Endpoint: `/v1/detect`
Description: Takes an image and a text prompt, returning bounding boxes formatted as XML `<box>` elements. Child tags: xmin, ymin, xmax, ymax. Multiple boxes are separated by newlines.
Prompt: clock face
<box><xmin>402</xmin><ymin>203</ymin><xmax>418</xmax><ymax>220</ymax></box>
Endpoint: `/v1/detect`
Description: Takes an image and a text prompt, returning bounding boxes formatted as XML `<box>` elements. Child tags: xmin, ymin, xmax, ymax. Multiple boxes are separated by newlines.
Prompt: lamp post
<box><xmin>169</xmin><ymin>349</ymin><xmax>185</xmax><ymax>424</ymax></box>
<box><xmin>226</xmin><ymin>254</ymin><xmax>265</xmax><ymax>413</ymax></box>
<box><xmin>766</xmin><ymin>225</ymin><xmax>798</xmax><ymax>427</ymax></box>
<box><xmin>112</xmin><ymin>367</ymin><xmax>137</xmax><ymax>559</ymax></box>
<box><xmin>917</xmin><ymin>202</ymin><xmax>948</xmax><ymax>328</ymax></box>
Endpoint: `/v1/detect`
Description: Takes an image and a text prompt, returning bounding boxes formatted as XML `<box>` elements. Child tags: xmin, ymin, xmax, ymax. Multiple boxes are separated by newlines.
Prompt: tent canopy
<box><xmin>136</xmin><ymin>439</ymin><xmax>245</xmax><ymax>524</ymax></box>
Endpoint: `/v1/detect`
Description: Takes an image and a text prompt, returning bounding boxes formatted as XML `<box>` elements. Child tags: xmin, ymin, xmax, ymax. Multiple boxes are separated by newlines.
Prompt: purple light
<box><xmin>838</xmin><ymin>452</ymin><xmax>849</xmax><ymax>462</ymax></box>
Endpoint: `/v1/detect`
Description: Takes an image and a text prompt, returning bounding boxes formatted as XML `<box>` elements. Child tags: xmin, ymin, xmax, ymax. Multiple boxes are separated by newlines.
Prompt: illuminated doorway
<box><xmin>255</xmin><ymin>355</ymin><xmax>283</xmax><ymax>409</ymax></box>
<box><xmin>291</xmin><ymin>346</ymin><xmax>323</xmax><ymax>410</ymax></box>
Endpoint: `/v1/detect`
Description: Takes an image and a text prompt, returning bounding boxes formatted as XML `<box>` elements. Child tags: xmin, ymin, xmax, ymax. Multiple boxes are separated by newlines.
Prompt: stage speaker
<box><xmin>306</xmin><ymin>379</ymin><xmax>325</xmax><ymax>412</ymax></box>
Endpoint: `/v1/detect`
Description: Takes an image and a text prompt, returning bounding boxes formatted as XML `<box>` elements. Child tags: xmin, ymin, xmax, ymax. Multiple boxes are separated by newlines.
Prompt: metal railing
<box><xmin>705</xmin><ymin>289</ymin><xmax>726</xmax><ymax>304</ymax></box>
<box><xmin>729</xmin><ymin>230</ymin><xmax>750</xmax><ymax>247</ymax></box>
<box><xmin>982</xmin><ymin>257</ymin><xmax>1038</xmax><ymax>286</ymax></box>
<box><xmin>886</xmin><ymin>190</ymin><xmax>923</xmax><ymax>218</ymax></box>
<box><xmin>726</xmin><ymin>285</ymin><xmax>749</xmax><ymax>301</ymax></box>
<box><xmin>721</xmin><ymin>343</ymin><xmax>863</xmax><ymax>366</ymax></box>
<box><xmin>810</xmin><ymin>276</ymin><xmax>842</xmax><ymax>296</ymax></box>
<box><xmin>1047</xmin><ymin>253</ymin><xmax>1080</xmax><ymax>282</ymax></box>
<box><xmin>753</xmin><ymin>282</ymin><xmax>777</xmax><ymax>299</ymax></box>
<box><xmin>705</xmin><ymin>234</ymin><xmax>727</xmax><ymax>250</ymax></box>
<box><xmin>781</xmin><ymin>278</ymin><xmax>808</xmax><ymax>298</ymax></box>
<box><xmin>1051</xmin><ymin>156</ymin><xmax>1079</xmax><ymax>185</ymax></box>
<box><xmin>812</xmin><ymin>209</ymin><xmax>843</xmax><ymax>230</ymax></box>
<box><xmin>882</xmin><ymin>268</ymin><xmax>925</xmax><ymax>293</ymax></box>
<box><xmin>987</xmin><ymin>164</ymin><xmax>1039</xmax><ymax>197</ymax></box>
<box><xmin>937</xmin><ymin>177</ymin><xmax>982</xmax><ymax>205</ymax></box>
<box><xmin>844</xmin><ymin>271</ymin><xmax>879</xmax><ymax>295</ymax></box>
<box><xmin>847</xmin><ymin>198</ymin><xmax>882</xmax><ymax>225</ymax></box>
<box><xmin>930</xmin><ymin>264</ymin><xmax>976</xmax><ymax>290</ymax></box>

◆ Exercise details:
Every record above must be repeated word for word.

◆ Response below:
Endpoint: `/v1/detect`
Description: Takes an image and a text prompt, returning bounding boxes formatted as XML `<box>` elements. Child tags: xmin, ymin, xmax, ymax. Multiple boxes are separated by newlines.
Prompt: clock face
<box><xmin>402</xmin><ymin>203</ymin><xmax>418</xmax><ymax>220</ymax></box>
Endpoint: `/v1/detect`
Description: Takes an image and a text prompt, returning bounding boxes formatted as XML `<box>` elements. Child tags: xmin, ymin, xmax, ymax. Multiple boxes are separated by newlines.
Prompt: lamp post
<box><xmin>169</xmin><ymin>349</ymin><xmax>185</xmax><ymax>424</ymax></box>
<box><xmin>226</xmin><ymin>254</ymin><xmax>265</xmax><ymax>413</ymax></box>
<box><xmin>766</xmin><ymin>225</ymin><xmax>798</xmax><ymax>427</ymax></box>
<box><xmin>112</xmin><ymin>367</ymin><xmax>137</xmax><ymax>559</ymax></box>
<box><xmin>917</xmin><ymin>202</ymin><xmax>948</xmax><ymax>328</ymax></box>
Endpoint: `/v1/detect`
Description: Takes an image and a text prompt, returning bounding boxes formatted as XML `<box>` elements. Child tags: xmin, ymin, xmax, ymax. Multiple boxes are separated by newlines.
Prompt: tent canopy
<box><xmin>136</xmin><ymin>439</ymin><xmax>245</xmax><ymax>524</ymax></box>
Endpoint: `/v1/detect`
Description: Takes an image and a text prompt, returning bounding boxes formatted as XML `<box>` elements. Child tags: xmin, ymin, xmax, ymax. Multiple boxes are separated by newlines.
Prompt: purple light
<box><xmin>838</xmin><ymin>452</ymin><xmax>849</xmax><ymax>462</ymax></box>
Endpoint: `/v1/detect`
Description: Takes an image and a text prompt, returning bounding boxes formatted as XML `<box>` elements. Child tags: xmin, ymin, xmax, ymax. Multiple boxes are separated by newlines.
Prompt: illuminated doorway
<box><xmin>255</xmin><ymin>355</ymin><xmax>283</xmax><ymax>409</ymax></box>
<box><xmin>291</xmin><ymin>346</ymin><xmax>323</xmax><ymax>410</ymax></box>
Endpoint: `/v1/detect`
Description: Takes an image and a text prompt, returning bounding boxes formatted as XML `<box>` elements. Child tags: xmin, ymin, xmax, ymax. Multiple boxes are separated by newlines.
Prompt: stage speaker
<box><xmin>306</xmin><ymin>379</ymin><xmax>325</xmax><ymax>412</ymax></box>
Endpoint: `/v1/detect`
Description: Takes an image and a text prompt, returning bounding boxes formatted as XML `<box>` elements. Child tags: xmin, ymin, xmax, ymax. Multiple boxes are separated by newlines.
Prompt: metal railing
<box><xmin>705</xmin><ymin>289</ymin><xmax>726</xmax><ymax>304</ymax></box>
<box><xmin>729</xmin><ymin>230</ymin><xmax>750</xmax><ymax>247</ymax></box>
<box><xmin>982</xmin><ymin>257</ymin><xmax>1038</xmax><ymax>286</ymax></box>
<box><xmin>886</xmin><ymin>190</ymin><xmax>923</xmax><ymax>218</ymax></box>
<box><xmin>726</xmin><ymin>285</ymin><xmax>749</xmax><ymax>301</ymax></box>
<box><xmin>721</xmin><ymin>343</ymin><xmax>863</xmax><ymax>366</ymax></box>
<box><xmin>810</xmin><ymin>276</ymin><xmax>842</xmax><ymax>296</ymax></box>
<box><xmin>1047</xmin><ymin>253</ymin><xmax>1080</xmax><ymax>282</ymax></box>
<box><xmin>753</xmin><ymin>282</ymin><xmax>777</xmax><ymax>299</ymax></box>
<box><xmin>705</xmin><ymin>234</ymin><xmax>727</xmax><ymax>250</ymax></box>
<box><xmin>781</xmin><ymin>278</ymin><xmax>808</xmax><ymax>298</ymax></box>
<box><xmin>1051</xmin><ymin>156</ymin><xmax>1079</xmax><ymax>185</ymax></box>
<box><xmin>812</xmin><ymin>209</ymin><xmax>843</xmax><ymax>230</ymax></box>
<box><xmin>882</xmin><ymin>268</ymin><xmax>925</xmax><ymax>293</ymax></box>
<box><xmin>987</xmin><ymin>164</ymin><xmax>1039</xmax><ymax>197</ymax></box>
<box><xmin>937</xmin><ymin>177</ymin><xmax>982</xmax><ymax>205</ymax></box>
<box><xmin>844</xmin><ymin>271</ymin><xmax>879</xmax><ymax>295</ymax></box>
<box><xmin>847</xmin><ymin>198</ymin><xmax>882</xmax><ymax>225</ymax></box>
<box><xmin>930</xmin><ymin>264</ymin><xmax>976</xmax><ymax>290</ymax></box>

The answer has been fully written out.